[Directions]: Pick up the forum thread about the Pi-hole v6 nginx 403 error after its last line and continue it.

[Exercise passage]:
You can use http without issues in v6.

If you can't access via http, please open a new topic with a debug log. We can help you find the issue.

Here it is:
https://tricorder.pi-hole.net/cmP8h8n7/

Not really. I use nginx as webserver. It provides more than PiHole-WebUI.

https

Please post nginx configuration. nginx runs as root, so a 403 is likely related to a config problem.

This was working before update:

Pihole
location /*.js {
            index pihole/index.js;
    }

    location /admin {
            index index.php index.html index.htm;

            index pihole/index.js;

            location ~ \.php$ {
                    include snippets/fastcgi-php.conf;
                    fastcgi_pass unix:/run/php/php-fpm.sock;
            }
    }

}

From similar posts here, try to add /api as a location. Pihole made some webserver changes with the update to v6.

I already tried:

Pihole
location /*.js {
            index pihole/index.js;
    }

    location /admin {
            index index.php index.html index.htm;

            index pihole/index.js;

            location ~ \.php$ {
                    include snippets/fastcgi-php.conf;
                    fastcgi_pass unix:/run/php/php-fpm.sock;
            }
    }

    location /api {
            index index.php index.html index.htm;

            index pihole/index.js;

            location ~ \.php$ {
                    include snippets/fastcgi-php.conf;
                    fastcgi_pass unix:/run/php/php-fpm.sock;
            }
    }

Nothing changed. Still 403 forbidden.

[Given material]:

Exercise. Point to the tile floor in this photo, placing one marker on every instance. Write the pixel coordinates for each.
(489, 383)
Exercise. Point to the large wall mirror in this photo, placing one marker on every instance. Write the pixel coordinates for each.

[Output]:
As mentioned in the Announcement for Introducing Pi-hole v6, Pi-hole v6's employment of an embedded webserver has eliminated the need for lighttpd as well as PHP, with the newly embedded webserver leveraging Lua for serving the UI.

Your debug log shows that you run nginx as webserver, with Pi-hole's embedded webserver being completely disabled:

*** [ DIAGNOSING ]: Ports in use
    tcp:192.168.42.1:443 is in use by nginx
    tcp:0.0.0.0:80 is in use by nginx
    tcp:127.0.0.1:443 is in use by nginx
    tcp:[::]:80 is in use by nginx
   [webserver]
     port = "" ### CHANGED, default = "80o,443os,[::]:80o,[::]:443os"

If you want nginx to serve Pi-hole's web UI instead of Pi-hole's embedded webserver, you'd have to add at least Lua capabilities to nginx, and even with Lua support, nginx won't be able to retrieve data from pihole-FTL.

You should enable Pi-hole's embedded webserver on its own port, and perhaps optionally configure nginx as reverse proxy, redirecting HTTP requests to Pi-holes webserver.

To start Pi-hole's webserver on a different port, you'd need to configure webserver.port under All settings » Miscellaneous, or via CLI, e.g. to have it listen on 8081 (IPv4/IPv6 HTTP) and 8443 (IPv4/IPv6 HTTPS):

sudo pihole-FTL --config webserver.port "8081o,8443os,[::]:8081o,[::]:8443os"

All settings is available in Expert mode only.


EDIT:
Unrelated to your webserver issue, there are two other observations from your debug log you may want to address, one of them urgently.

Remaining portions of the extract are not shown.